**EXERCISE GOAL**
Look below for the line containing "painted drywall wall.". Reproduce it and every line after it exactly, and nothing more.

[Data extracted from a collection]
[Start of Attachment]

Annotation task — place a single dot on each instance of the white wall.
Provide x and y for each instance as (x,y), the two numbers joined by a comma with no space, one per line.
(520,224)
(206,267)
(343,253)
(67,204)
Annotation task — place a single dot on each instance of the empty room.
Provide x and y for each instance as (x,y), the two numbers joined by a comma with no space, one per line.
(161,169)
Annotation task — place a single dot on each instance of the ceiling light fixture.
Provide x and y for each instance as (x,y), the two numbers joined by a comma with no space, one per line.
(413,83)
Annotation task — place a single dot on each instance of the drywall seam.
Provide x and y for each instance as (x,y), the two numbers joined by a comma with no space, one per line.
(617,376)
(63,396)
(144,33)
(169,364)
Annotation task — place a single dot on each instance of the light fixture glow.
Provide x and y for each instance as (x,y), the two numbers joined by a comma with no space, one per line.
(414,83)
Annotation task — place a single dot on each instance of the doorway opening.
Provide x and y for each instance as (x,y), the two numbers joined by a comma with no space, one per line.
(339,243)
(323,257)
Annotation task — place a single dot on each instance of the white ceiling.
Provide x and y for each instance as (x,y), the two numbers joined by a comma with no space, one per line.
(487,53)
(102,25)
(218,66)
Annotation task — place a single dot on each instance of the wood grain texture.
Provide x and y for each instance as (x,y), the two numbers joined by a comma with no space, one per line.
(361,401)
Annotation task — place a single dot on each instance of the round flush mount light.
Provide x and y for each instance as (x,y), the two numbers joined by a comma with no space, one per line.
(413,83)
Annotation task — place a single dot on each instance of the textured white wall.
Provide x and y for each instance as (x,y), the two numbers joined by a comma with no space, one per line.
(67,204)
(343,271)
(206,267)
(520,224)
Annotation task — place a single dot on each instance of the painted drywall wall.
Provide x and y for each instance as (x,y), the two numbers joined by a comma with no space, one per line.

[End of Attachment]

**RESPONSE TO THIS TASK**
Annotation task — place a single dot on each instance of the painted drywall wall.
Provide x and y for each instance as (x,y), the two numbers joined by a comma with no space, one per line.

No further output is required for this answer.